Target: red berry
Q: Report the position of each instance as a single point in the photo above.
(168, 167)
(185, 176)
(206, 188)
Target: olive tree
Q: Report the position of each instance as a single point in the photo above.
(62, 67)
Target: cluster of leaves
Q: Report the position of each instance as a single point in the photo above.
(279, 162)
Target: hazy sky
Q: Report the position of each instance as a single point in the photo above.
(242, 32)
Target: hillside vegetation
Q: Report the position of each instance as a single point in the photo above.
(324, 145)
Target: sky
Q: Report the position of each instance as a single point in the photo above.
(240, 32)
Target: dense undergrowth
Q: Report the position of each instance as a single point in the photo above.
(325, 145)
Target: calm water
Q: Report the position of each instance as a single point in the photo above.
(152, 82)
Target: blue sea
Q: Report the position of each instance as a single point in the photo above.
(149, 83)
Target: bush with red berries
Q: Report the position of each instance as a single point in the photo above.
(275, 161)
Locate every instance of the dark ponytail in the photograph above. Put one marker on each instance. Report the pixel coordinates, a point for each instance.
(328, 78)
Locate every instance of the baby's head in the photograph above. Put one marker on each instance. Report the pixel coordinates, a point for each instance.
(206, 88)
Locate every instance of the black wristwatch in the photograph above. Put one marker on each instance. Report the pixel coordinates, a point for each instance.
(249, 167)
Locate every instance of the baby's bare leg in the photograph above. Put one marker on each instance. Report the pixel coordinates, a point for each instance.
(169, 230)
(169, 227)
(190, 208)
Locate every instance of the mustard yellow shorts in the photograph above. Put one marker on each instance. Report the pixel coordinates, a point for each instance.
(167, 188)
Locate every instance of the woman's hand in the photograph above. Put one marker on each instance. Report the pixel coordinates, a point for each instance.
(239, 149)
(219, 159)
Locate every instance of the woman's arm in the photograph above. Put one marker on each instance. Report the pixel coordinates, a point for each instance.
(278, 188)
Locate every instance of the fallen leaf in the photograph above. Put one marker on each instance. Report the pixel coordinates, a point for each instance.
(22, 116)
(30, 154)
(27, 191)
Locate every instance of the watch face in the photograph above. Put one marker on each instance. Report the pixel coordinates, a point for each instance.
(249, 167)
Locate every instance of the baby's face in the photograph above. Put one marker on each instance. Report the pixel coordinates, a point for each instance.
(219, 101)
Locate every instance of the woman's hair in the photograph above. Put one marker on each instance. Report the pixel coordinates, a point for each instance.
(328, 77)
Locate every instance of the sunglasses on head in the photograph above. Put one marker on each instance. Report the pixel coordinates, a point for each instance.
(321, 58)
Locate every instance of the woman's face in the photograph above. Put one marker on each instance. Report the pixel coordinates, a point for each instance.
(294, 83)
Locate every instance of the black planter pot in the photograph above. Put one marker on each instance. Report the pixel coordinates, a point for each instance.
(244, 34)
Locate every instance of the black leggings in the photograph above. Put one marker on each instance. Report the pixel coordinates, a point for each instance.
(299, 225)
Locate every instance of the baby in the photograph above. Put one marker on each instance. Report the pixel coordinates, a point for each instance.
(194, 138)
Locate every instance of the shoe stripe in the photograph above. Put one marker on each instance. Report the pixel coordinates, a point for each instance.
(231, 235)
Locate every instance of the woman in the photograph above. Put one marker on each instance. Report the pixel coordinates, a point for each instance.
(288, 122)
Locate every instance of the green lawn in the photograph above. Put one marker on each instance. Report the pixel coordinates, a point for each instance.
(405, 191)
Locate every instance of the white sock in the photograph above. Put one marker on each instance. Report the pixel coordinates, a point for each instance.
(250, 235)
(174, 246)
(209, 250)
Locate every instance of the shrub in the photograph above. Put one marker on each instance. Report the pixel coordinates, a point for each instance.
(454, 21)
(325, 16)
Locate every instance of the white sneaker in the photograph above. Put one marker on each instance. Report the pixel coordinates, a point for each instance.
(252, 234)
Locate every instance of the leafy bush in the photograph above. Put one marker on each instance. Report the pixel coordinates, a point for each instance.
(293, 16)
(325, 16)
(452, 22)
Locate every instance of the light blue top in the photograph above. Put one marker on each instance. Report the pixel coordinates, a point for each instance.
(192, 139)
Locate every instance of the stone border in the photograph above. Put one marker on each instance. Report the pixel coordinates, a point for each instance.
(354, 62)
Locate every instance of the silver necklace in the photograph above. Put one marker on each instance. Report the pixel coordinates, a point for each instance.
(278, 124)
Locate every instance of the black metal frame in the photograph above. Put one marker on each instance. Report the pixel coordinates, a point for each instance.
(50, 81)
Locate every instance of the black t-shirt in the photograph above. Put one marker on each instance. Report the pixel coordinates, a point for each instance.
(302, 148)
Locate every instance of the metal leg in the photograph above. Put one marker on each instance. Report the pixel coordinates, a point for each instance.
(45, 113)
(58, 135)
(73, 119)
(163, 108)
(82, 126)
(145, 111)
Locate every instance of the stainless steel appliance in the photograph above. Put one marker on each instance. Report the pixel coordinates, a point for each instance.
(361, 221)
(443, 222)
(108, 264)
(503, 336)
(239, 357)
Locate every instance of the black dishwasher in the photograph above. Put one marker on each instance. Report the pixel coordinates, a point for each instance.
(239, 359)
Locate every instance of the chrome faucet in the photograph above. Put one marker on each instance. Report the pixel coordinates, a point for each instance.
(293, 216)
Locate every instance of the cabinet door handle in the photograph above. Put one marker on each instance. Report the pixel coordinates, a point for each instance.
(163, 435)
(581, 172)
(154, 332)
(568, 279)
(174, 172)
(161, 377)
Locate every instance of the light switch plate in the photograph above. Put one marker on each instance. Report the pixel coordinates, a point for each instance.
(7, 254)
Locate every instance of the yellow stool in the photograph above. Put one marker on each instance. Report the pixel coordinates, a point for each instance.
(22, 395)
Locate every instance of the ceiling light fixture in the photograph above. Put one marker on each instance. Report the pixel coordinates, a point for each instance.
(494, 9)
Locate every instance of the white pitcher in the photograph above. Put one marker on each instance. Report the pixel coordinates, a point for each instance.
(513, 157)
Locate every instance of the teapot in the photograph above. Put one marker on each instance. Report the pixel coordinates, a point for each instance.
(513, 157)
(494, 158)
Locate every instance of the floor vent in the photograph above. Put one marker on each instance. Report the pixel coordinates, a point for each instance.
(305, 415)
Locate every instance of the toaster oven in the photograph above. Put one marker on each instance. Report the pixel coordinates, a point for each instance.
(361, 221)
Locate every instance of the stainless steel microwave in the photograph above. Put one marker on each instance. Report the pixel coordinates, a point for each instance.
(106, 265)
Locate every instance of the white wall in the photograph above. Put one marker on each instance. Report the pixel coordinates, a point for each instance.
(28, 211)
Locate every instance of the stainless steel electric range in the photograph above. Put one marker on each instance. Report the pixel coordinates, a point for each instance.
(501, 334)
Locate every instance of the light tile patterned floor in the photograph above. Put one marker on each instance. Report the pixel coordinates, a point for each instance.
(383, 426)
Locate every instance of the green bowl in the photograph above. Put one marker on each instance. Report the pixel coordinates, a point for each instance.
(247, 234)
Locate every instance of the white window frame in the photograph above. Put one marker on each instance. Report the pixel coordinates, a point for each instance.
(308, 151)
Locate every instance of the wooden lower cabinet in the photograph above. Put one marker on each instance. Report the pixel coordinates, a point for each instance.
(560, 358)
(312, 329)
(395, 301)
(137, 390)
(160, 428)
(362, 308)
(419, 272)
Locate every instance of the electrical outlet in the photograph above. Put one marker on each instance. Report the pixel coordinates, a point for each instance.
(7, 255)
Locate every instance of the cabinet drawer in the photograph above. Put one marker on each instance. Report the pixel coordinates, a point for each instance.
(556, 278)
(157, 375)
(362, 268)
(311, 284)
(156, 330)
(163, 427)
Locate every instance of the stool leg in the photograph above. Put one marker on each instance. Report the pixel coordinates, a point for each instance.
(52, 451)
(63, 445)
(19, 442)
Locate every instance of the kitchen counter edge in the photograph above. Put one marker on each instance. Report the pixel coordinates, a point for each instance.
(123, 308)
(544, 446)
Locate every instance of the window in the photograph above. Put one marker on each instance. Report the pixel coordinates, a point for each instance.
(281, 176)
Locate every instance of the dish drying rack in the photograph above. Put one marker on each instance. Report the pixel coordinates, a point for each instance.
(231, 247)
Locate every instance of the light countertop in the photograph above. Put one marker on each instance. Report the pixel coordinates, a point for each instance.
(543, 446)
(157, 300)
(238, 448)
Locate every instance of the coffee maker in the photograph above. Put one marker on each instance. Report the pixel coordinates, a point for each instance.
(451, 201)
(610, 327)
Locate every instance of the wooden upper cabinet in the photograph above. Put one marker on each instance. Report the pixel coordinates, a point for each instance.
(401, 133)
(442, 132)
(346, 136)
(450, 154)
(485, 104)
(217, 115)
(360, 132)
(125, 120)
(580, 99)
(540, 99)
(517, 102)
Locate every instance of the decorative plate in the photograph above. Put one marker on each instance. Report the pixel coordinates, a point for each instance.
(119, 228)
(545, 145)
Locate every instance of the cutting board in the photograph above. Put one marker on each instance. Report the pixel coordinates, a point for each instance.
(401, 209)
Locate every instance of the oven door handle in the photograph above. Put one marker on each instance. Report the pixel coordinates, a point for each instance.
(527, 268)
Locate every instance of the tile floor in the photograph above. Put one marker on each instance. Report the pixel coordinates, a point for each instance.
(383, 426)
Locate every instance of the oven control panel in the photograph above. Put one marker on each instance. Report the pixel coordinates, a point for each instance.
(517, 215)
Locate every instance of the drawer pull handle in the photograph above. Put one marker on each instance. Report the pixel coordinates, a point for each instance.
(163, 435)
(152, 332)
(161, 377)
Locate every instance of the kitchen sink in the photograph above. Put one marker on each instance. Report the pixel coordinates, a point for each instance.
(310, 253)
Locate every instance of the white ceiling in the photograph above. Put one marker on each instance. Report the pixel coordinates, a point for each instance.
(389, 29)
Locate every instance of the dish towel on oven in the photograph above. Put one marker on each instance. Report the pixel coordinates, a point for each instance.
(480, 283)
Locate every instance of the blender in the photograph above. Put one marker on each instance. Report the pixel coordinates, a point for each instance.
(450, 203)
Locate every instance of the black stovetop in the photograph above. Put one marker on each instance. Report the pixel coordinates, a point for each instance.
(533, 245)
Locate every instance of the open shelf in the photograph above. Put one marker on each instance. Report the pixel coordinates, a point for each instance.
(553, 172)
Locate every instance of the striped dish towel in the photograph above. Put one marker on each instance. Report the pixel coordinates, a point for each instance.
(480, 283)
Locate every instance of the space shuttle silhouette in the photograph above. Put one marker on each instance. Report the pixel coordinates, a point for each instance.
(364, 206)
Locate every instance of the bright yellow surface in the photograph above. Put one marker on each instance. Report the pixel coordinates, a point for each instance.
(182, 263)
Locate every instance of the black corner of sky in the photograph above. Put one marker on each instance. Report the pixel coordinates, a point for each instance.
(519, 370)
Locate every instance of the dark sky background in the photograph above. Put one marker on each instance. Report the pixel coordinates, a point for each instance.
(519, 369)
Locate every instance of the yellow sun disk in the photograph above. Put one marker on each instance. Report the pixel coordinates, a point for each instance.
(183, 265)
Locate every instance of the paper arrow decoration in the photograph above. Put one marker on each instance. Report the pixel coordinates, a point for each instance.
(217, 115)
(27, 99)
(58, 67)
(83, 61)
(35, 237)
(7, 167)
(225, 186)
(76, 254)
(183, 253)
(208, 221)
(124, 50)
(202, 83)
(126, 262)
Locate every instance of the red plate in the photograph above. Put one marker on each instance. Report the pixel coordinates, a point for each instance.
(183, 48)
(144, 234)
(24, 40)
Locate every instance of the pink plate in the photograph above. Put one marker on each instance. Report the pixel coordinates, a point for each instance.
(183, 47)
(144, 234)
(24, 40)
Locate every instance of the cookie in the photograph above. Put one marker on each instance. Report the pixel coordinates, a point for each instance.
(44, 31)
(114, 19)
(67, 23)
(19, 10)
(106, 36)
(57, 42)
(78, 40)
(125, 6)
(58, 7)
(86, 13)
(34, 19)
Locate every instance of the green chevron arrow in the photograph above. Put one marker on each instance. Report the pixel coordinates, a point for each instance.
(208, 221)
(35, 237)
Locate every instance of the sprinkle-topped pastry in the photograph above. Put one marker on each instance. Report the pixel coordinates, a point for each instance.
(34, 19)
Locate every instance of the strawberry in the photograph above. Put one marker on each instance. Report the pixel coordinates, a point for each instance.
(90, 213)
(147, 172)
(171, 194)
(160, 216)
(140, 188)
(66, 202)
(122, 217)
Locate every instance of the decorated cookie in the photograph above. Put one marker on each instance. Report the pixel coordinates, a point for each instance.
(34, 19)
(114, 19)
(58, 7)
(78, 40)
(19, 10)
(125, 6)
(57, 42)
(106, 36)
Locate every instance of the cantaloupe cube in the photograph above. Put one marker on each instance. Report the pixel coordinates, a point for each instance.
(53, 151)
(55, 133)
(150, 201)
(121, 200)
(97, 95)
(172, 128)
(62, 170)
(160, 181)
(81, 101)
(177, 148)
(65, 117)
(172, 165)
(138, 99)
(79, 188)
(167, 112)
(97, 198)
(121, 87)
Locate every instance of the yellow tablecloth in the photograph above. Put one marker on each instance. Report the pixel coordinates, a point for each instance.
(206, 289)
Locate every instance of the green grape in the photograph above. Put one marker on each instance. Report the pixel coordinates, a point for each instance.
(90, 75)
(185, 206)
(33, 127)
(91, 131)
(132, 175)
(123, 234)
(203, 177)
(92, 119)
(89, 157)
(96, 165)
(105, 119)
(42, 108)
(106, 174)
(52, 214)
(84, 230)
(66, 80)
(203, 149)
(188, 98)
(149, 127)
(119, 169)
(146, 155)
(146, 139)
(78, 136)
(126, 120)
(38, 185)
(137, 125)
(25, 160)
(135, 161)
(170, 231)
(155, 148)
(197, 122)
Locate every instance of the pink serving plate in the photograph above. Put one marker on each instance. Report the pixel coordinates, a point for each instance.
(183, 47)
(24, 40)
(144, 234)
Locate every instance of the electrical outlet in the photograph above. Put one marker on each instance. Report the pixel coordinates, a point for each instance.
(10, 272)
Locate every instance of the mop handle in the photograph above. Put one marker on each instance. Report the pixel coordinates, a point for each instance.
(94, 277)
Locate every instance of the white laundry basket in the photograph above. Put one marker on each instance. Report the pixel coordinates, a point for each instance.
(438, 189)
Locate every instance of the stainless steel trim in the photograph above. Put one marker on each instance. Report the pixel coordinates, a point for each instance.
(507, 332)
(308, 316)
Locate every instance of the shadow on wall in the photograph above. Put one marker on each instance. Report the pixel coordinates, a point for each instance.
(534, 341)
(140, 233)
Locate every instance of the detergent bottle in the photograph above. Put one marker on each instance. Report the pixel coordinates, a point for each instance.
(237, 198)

--

**Try it**
Set down the lines from the one with "Locate every instance of the green grape" through the end of the data above. Keep each exactly as written and add no other line.

**Result of the exercise**
Locate every instance of the green grape in the photograph above. Put one marker on each instance. Report the pixel coordinates, a point for each instance.
(90, 75)
(185, 206)
(33, 127)
(91, 131)
(132, 175)
(123, 234)
(203, 177)
(92, 119)
(89, 157)
(96, 165)
(105, 119)
(42, 108)
(106, 174)
(52, 214)
(84, 230)
(66, 80)
(203, 149)
(188, 98)
(149, 127)
(119, 169)
(146, 155)
(146, 139)
(78, 136)
(126, 120)
(38, 185)
(137, 125)
(25, 160)
(135, 161)
(170, 231)
(155, 148)
(197, 122)
Locate every instance of the pink serving plate in the photograph above. Put one marker on each instance. Report the pixel coordinates, a point for each instance.
(183, 47)
(24, 40)
(144, 234)
Locate every instance of the electrical outlet in the photograph above. Put one marker on each instance. Report the pixel coordinates, a point for each instance.
(10, 272)
Locate every instance of the mop handle in the photograph above. Put one marker on each instance. Report the pixel coordinates, a point for each instance.
(94, 277)
Locate every instance of the white laundry basket in the photograph above. Put one marker on each instance. Report the pixel coordinates, a point for each instance.
(438, 189)
Locate every instance of the stainless steel trim in the photograph above. Put one marker on each instance. Report the pixel coordinates, a point for each instance.
(507, 332)
(308, 316)
Locate every instance of the shadow on wall in the photograph above. Put one marker on each instance. Report the pixel coordinates, a point for each instance.
(534, 341)
(140, 233)
Locate every instance of the detergent bottle in the photograph above. Put one marker on each instance. Report the pixel coordinates, a point for each instance.
(237, 198)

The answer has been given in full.